- **Verilen alıntı**:
Marx’ın hayaleti bile, liberal kişiliğin ruhunu etkiler

Solcunun-devrimcinin liberal kişiliği tedirgin etmesinin sebebi de, solun feri sönmüş haliyle bile onun bu narsist bütünlük halesini bozan bir “parazit” oluşturmasıdır. Yani “bir hayalet olarak” sol, liberal kişiliğin “semptom”udur; liberal putkırıcılığın nasıl sığ bir sivil toplum (ve sermaye) putlaştırmasını, nasıl sığ bir devlet eleştirisini, nasıl “baskıcı bir hoşgörüyü” içerdiğinin ve ayrıca “devletetaparlığın da, sivil topluma taparlığın da” dışında bir ihtimal daha olduğunun işaretini verir. Liberal kişiliğin solla olan derdi, “olmayan haliyle bile” solun onun hiç de “heterolojik” olmadığını göstermesinin semptomlarıyla baş etme arayışı olarak okunabilir. Hülasa, liberal kişiliğin anlatısallaştıramadığı “reel”i kendisinin de bir “ortodoksi” oluşturması ve “heterodoks” bir dünya ve toplum tasavvurunun ancak sol bir tasavvur olabilecek olmasıdır. Yani “Marx’ın hayaleti” liberal kişiliğin ruhuna musallat olmuştur...

…..

Psikoanalitik olarak, liberal kişiliğin solla olan derdi, müesses nizam ile “pek de mutlu olmayan beraberliğinin” huzursuzluklarını solculara “yansıtmak”, kendi vicdanının kirleniyor oluşunu “reaksiyon formasyonu” ile inkâr edip solda kirli çamaşır bulup çıkarmaktır belki de...

Kendisini hep “bir vakitler solcu” olarak tanıtır

Liberal kişilik, Sloterdijk’in “Sinik Aklın Eleştirisi”nde tartıştığı üzere, güya “ideoloji sonrası” olan bir öznenin sinizmiyle de maluldür. Bir yanda “demokrat” bir gazetedeki köşesinde “derin devlet”e savaş açtığını söylerken, öte yanda bir televizyon programında 1 Mayıs olaylarında polisin uyguladığı şiddetin ne kadar “orantılı” ve “elzem” olduğunu anlatıyor olabilir. Veya Ergenekon soruşturmasındaki tavrı yüzünden solculara-devrimcilere şiddetle saldırırken, kendi gazetesindeki bir köşe yazarının, oğlu yargısız infaza kurban gitmiş bir babayı “sizin oğlunuz da zaten saldırganmış; hem siz niçin Diyarbakır’dan göçtünüz?” yollu konuşmalarını kendine mesele etmeyebilir. Bu kişiliğin sinikliği, “Bu vatan için kurşun atan da bizim...” şiarının müellifi bizzat kendisi iken, bu durum hatırlatılınca oralı olmayıp da, solcuların-devrimcilerin kendi geçmişlerinin günahını çıkarmalarını isteyebilmesi ölçüsüne dahi varabilir. Hatta ve hatta Diyarbakır, Mamak, Metris cezaevlerinde veya ölüm oruçlarında yaşananları bildiği halde, solcuların cezaevlerinde işlediklerini iddia ettiği cinayetlerle yüzleşmeleri gerektiğini Ermeni soykırımı, Kürt sorunu, Maraş olayları vb. bahislerinin hemen ardından söylemesi de mümkündür. Sinik özneyi sinik yapan da ne yaptığını bilmesidir zaten.

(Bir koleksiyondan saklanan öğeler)
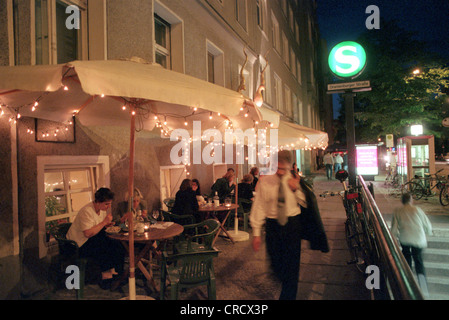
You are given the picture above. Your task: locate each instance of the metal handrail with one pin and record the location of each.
(399, 282)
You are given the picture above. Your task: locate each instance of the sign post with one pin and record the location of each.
(347, 60)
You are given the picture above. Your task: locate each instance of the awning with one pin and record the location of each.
(165, 98)
(295, 136)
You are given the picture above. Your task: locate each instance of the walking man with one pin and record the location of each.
(329, 164)
(288, 207)
(411, 225)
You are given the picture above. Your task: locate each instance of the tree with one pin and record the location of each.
(408, 86)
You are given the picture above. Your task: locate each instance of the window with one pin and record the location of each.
(286, 50)
(65, 185)
(215, 64)
(66, 192)
(277, 90)
(260, 13)
(210, 67)
(53, 42)
(240, 12)
(168, 38)
(288, 111)
(162, 42)
(275, 34)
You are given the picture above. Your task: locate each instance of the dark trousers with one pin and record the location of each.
(329, 171)
(284, 249)
(414, 253)
(106, 252)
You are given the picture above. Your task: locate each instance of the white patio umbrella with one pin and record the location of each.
(143, 96)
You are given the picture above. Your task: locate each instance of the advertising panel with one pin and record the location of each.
(367, 163)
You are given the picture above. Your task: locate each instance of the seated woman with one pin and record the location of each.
(88, 231)
(197, 189)
(224, 186)
(185, 200)
(245, 190)
(138, 204)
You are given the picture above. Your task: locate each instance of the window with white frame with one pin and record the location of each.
(288, 111)
(65, 185)
(275, 33)
(260, 10)
(162, 42)
(53, 42)
(277, 90)
(215, 64)
(168, 38)
(286, 51)
(240, 12)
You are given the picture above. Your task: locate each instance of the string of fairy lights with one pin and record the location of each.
(143, 110)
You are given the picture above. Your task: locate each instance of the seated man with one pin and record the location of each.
(88, 231)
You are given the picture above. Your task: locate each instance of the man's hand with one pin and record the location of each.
(257, 241)
(293, 182)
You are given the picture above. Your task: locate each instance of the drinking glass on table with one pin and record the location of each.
(156, 214)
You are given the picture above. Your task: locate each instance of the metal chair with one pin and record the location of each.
(179, 219)
(187, 270)
(69, 255)
(169, 202)
(197, 237)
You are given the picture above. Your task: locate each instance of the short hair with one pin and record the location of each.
(406, 198)
(185, 184)
(103, 195)
(285, 156)
(248, 178)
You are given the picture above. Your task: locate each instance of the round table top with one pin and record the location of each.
(160, 231)
(221, 207)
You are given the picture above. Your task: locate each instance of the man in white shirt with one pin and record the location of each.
(338, 162)
(279, 202)
(328, 161)
(88, 231)
(411, 225)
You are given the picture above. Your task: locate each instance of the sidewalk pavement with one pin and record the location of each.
(242, 274)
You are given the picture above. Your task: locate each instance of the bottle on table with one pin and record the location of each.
(216, 199)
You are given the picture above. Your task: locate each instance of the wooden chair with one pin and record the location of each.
(179, 219)
(197, 237)
(169, 202)
(69, 255)
(187, 270)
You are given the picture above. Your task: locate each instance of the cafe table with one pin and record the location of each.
(212, 211)
(161, 231)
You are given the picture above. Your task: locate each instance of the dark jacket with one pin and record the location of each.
(221, 186)
(185, 203)
(312, 228)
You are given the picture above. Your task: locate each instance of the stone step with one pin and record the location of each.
(436, 255)
(438, 242)
(437, 269)
(438, 286)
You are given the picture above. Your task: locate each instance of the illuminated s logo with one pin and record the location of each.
(347, 59)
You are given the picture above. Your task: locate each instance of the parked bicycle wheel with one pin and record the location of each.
(416, 190)
(444, 195)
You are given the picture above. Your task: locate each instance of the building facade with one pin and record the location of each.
(226, 42)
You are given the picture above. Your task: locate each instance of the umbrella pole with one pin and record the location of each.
(236, 234)
(132, 279)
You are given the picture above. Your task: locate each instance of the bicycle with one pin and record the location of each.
(420, 187)
(356, 228)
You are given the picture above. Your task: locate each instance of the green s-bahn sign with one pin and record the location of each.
(347, 59)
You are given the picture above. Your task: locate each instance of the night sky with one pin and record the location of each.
(341, 20)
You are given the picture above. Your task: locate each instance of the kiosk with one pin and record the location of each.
(416, 156)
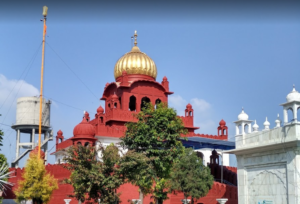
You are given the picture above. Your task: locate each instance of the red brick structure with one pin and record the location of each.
(135, 83)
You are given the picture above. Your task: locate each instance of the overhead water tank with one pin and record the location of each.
(28, 111)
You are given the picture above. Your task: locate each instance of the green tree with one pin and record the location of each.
(190, 176)
(1, 136)
(93, 178)
(36, 184)
(156, 134)
(4, 175)
(136, 168)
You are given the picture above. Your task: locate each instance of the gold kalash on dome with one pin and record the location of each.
(135, 62)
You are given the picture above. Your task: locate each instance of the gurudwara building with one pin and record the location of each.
(268, 160)
(135, 83)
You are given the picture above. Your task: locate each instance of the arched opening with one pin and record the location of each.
(120, 102)
(220, 159)
(144, 101)
(240, 129)
(158, 101)
(200, 155)
(290, 115)
(132, 103)
(246, 129)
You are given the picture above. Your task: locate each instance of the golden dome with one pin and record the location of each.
(135, 62)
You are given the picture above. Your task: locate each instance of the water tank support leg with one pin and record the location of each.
(17, 147)
(33, 138)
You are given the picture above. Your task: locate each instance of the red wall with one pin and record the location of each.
(128, 191)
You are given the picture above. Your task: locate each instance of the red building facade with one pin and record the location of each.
(135, 83)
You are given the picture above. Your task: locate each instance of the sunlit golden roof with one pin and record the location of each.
(135, 62)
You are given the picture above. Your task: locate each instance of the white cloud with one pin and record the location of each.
(10, 91)
(200, 105)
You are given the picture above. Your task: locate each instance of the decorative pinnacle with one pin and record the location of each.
(135, 36)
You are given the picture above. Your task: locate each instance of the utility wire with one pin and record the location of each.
(72, 71)
(19, 88)
(64, 103)
(34, 56)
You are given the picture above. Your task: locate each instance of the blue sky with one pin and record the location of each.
(219, 57)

- **Verilen görev**:
Liberal kişilik üzerine yazıda "Psikoanalitik olarak, liberal" ifadesinden "çıkarmaktır belki de..." ifadesine kadar uzanan bölümü aynen tekrarlar mısın?

- **Alıştırma çıktısı**:
Psikoanalitik olarak, liberal kişiliğin solla olan derdi, müesses nizam ile “pek de mutlu olmayan beraberliğinin” huzursuzluklarını solculara “yansıtmak”, kendi vicdanının kirleniyor oluşunu “reaksiyon formasyonu” ile inkâr edip solda kirli çamaşır bulup çıkarmaktır belki de...